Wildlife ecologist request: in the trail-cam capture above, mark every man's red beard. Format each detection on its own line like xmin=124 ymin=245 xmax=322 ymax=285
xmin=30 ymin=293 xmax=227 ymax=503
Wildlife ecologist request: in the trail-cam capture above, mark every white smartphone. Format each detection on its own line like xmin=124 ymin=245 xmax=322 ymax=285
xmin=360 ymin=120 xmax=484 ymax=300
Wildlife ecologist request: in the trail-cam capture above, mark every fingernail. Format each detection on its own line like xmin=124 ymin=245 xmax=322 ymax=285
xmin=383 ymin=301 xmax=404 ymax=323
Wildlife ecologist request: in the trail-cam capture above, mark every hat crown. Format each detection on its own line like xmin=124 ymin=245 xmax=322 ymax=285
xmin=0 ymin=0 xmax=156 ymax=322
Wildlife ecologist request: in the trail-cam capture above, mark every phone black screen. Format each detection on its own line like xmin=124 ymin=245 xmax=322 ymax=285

# To do
Arrange every one of the records above as a numbered list, omitting any blank lines.

# Exercise result
1. Wildlife ecologist request: in the trail-cam capture above, mark every man's red beard. Format each detection on its own line like xmin=124 ymin=245 xmax=322 ymax=285
2. xmin=30 ymin=293 xmax=227 ymax=503
3. Wildlife ecologist request: in the trail-cam capture above, mark every white smartphone. Format each detection on its own line like xmin=124 ymin=245 xmax=322 ymax=285
4. xmin=360 ymin=120 xmax=484 ymax=300
5. Wildlife ecologist request: in the trail-cam capture above, mark every fingernail. Format each detection on its own line like xmin=124 ymin=245 xmax=322 ymax=285
6. xmin=383 ymin=301 xmax=404 ymax=323
7. Wildlife ecologist request: in the trail-cam capture above, mark every hat crown. Format each detection on its own line like xmin=124 ymin=245 xmax=322 ymax=285
8. xmin=0 ymin=0 xmax=156 ymax=322
9. Wildlife ecologist request: in the trail-cam capture above, mark every phone black screen. Format each detection on its own line like xmin=124 ymin=245 xmax=322 ymax=285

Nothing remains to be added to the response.